> **PROBLEM DETAILS**:
Give all of the data again exactly as written, omitting every image.

> **PROVIDED DATA**:

Start of Block

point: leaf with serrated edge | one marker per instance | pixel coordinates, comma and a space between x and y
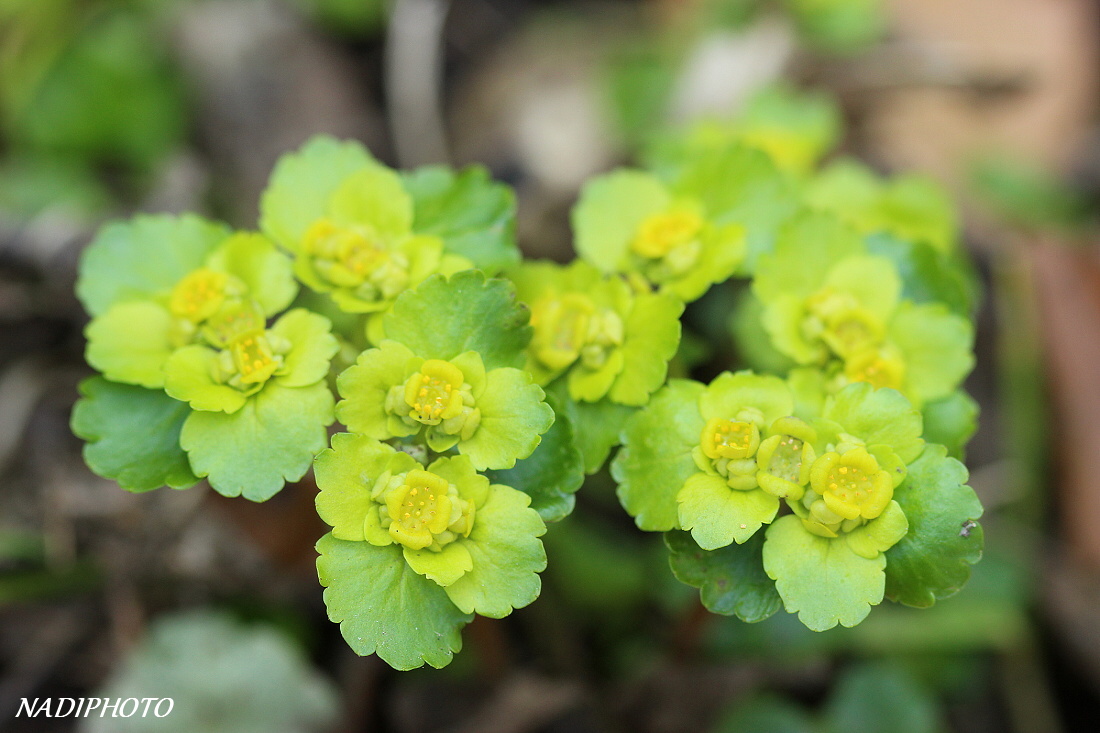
473, 215
552, 473
118, 265
384, 608
933, 559
732, 580
133, 435
821, 579
507, 556
272, 439
656, 459
442, 318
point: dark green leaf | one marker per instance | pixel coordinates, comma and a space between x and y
732, 580
552, 473
933, 560
384, 608
133, 435
927, 274
442, 318
473, 215
950, 422
596, 425
270, 440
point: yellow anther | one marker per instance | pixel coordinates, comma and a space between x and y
660, 233
719, 439
435, 392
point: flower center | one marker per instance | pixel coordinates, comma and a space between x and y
840, 321
254, 359
787, 460
435, 393
424, 510
235, 319
356, 259
561, 327
734, 439
660, 233
199, 295
876, 367
851, 485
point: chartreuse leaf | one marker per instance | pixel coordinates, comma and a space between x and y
822, 580
936, 346
732, 580
950, 422
596, 425
226, 677
842, 26
513, 416
877, 417
738, 185
130, 342
608, 212
933, 559
270, 440
133, 435
552, 473
383, 606
301, 184
444, 317
265, 271
717, 516
473, 215
506, 553
118, 265
656, 459
795, 269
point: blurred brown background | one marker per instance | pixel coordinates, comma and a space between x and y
123, 106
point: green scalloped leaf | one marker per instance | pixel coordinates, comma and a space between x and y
552, 473
596, 425
933, 560
133, 435
473, 215
744, 186
877, 416
119, 263
444, 317
656, 459
821, 579
383, 606
513, 416
303, 184
732, 580
271, 440
950, 422
927, 275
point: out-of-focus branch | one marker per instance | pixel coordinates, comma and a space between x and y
415, 80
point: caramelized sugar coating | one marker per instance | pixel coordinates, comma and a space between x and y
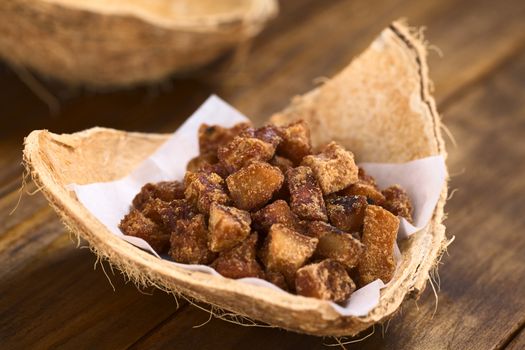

End of Block

> **WRITTEN RESPONSE**:
point: leaf with serrated edge | one marker per instance | pixel coordinates, comma and a space between x and y
473, 215
552, 473
118, 265
384, 608
933, 559
732, 580
133, 435
821, 579
507, 556
272, 439
656, 459
442, 318
point: dark green leaf | one marker per instance | pixel coordinates, comma and a space between x and y
732, 580
552, 473
933, 560
384, 608
133, 435
927, 274
442, 318
473, 215
950, 422
596, 425
270, 440
point: yellow anther | one marker per instance | pixel coordinates, comma and a space between x and y
660, 233
719, 439
435, 392
point: flower center | one marker per instance | pixel coordinates, comma and a space between x and y
840, 321
254, 359
787, 460
435, 393
424, 510
235, 319
356, 259
561, 327
734, 439
660, 233
199, 295
876, 367
851, 485
point: chartreuse leaf | one marker per instance | pixel coordinates, comma and a space between x and y
822, 580
936, 346
732, 580
950, 422
596, 425
226, 677
842, 26
513, 416
877, 417
738, 185
130, 342
608, 212
933, 559
270, 440
133, 435
552, 473
383, 606
301, 184
444, 317
265, 271
717, 516
473, 215
506, 553
118, 265
656, 459
795, 269
point: blurred brown background | one marker per instance | pixel coordinates, comma and a space between x and y
123, 106
point: green scalloped leaf | one marker per instance | pixel coordinates, comma and a space between x and y
552, 473
596, 425
933, 560
133, 435
473, 215
744, 186
877, 416
119, 263
444, 317
656, 459
821, 579
383, 606
513, 416
303, 184
732, 580
271, 440
950, 422
927, 275
point: out-of-focus branch | one marker per instance | pixel coordinates, comma and a space between x and y
415, 80
point: caramelized sugar coating | one marker per instance | pixel coordinates, comma and a space between x and y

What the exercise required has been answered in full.